Copy the records below exactly, leaving out every picture.

◆ Material for this task
........

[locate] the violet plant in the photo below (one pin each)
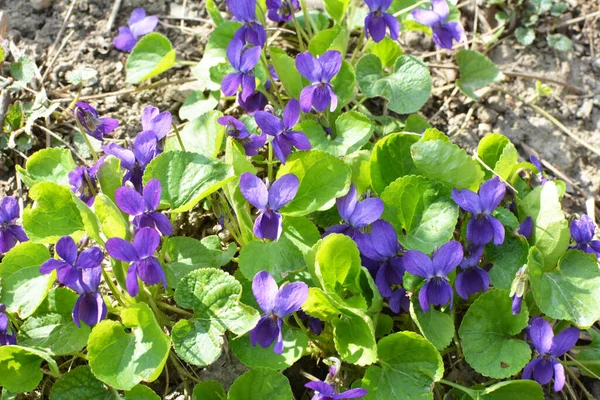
(335, 238)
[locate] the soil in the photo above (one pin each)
(34, 26)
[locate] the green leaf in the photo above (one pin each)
(50, 165)
(436, 326)
(487, 331)
(407, 88)
(184, 255)
(261, 384)
(569, 292)
(111, 219)
(20, 368)
(560, 42)
(203, 135)
(214, 296)
(150, 57)
(409, 366)
(53, 215)
(353, 130)
(391, 160)
(80, 383)
(24, 288)
(187, 178)
(498, 153)
(444, 161)
(209, 390)
(551, 233)
(295, 343)
(53, 329)
(421, 211)
(197, 104)
(123, 358)
(285, 66)
(323, 178)
(476, 72)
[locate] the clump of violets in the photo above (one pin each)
(378, 20)
(87, 118)
(141, 256)
(243, 60)
(436, 290)
(482, 227)
(284, 137)
(436, 18)
(70, 266)
(549, 347)
(582, 231)
(7, 336)
(252, 31)
(472, 279)
(380, 250)
(10, 232)
(269, 223)
(319, 71)
(355, 214)
(282, 10)
(143, 207)
(237, 130)
(277, 303)
(139, 25)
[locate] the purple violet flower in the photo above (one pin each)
(7, 336)
(10, 232)
(482, 227)
(355, 214)
(284, 137)
(583, 231)
(141, 256)
(319, 71)
(378, 20)
(243, 60)
(436, 290)
(381, 248)
(472, 279)
(282, 10)
(71, 264)
(277, 303)
(145, 148)
(251, 32)
(549, 347)
(443, 32)
(237, 130)
(268, 224)
(90, 307)
(144, 208)
(139, 25)
(87, 117)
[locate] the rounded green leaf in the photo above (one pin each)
(295, 343)
(409, 366)
(187, 178)
(323, 178)
(422, 212)
(487, 332)
(150, 57)
(121, 358)
(260, 384)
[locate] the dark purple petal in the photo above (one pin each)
(283, 191)
(254, 190)
(265, 290)
(564, 341)
(290, 298)
(129, 201)
(265, 332)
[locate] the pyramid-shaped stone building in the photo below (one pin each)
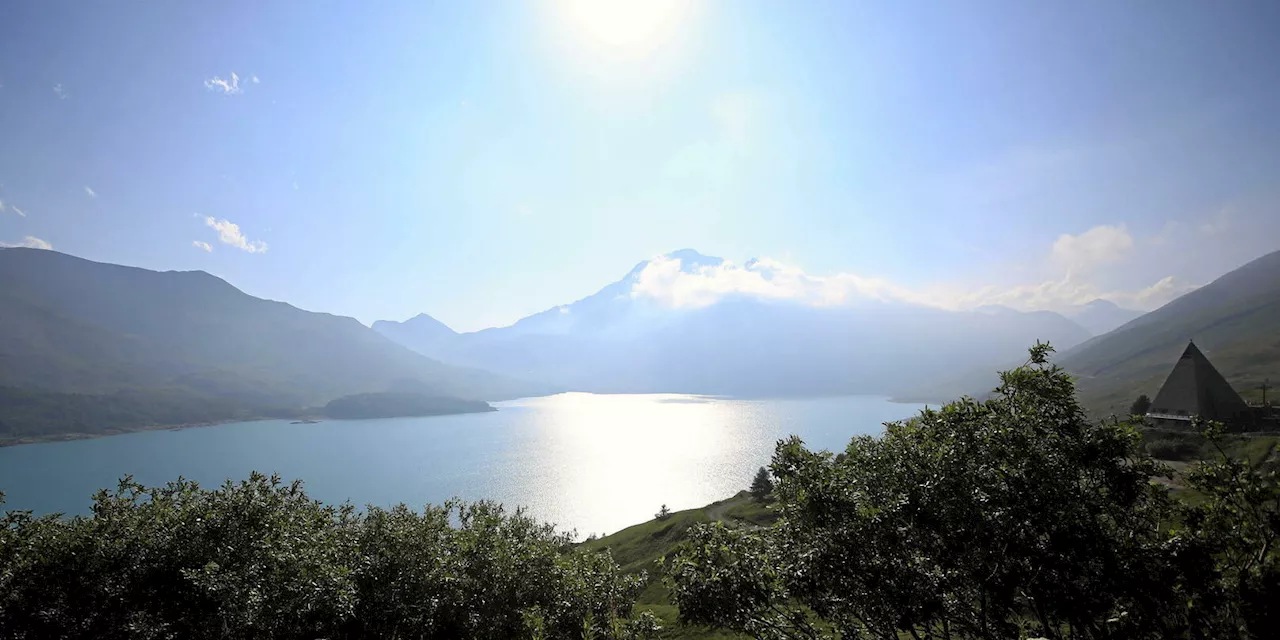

........

◆ Output below
[locate] the violet plant in the photo below (one pin each)
(335, 238)
[locate] the soil in the photo above (one pin each)
(34, 26)
[locate] the green leaf in the photo above (one pin each)
(50, 165)
(436, 326)
(487, 331)
(407, 88)
(184, 255)
(261, 384)
(569, 292)
(111, 219)
(20, 368)
(560, 42)
(203, 135)
(214, 296)
(150, 57)
(409, 366)
(53, 215)
(353, 130)
(391, 160)
(80, 383)
(24, 288)
(187, 178)
(498, 153)
(444, 161)
(209, 390)
(551, 233)
(295, 343)
(53, 329)
(421, 211)
(197, 104)
(123, 358)
(285, 66)
(323, 178)
(476, 72)
[locate] the clump of violets in the photo above (one pin each)
(378, 20)
(87, 118)
(141, 256)
(243, 60)
(436, 290)
(482, 227)
(284, 137)
(436, 18)
(70, 266)
(549, 347)
(582, 231)
(7, 336)
(252, 31)
(472, 279)
(380, 250)
(10, 232)
(269, 223)
(319, 71)
(355, 214)
(282, 10)
(143, 207)
(237, 130)
(277, 303)
(139, 25)
[locate] the purple violet flower in the photo above (one pin each)
(7, 336)
(10, 232)
(482, 227)
(355, 214)
(284, 137)
(583, 231)
(141, 256)
(319, 71)
(378, 20)
(243, 60)
(436, 290)
(381, 248)
(472, 279)
(282, 10)
(71, 264)
(277, 303)
(145, 148)
(251, 32)
(549, 347)
(443, 32)
(237, 130)
(268, 224)
(90, 307)
(144, 208)
(139, 25)
(87, 117)
[locate] the rounded green leaf in the photo above (one pin each)
(295, 343)
(409, 366)
(187, 178)
(323, 178)
(422, 212)
(487, 332)
(150, 57)
(121, 358)
(260, 384)
[locate] the dark purple petal in the photo above (one pin each)
(283, 191)
(254, 190)
(265, 290)
(564, 341)
(290, 298)
(129, 201)
(265, 332)
[locate] the pyramid-shaped stone building in the photo below (one pin each)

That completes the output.